» **Aim of the task**:
Give the lines again exactly as they appear, beginning at the one with "wanted | a point" and ending at the last line of the records.

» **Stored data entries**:
■ ■ ■ ■
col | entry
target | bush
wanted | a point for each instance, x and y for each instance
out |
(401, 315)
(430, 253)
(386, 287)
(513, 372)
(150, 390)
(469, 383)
■ ■ ■ ■
» **Task answer**:
wanted | a point for each instance, x and y for each instance
out |
(401, 315)
(430, 253)
(386, 287)
(513, 372)
(150, 390)
(469, 383)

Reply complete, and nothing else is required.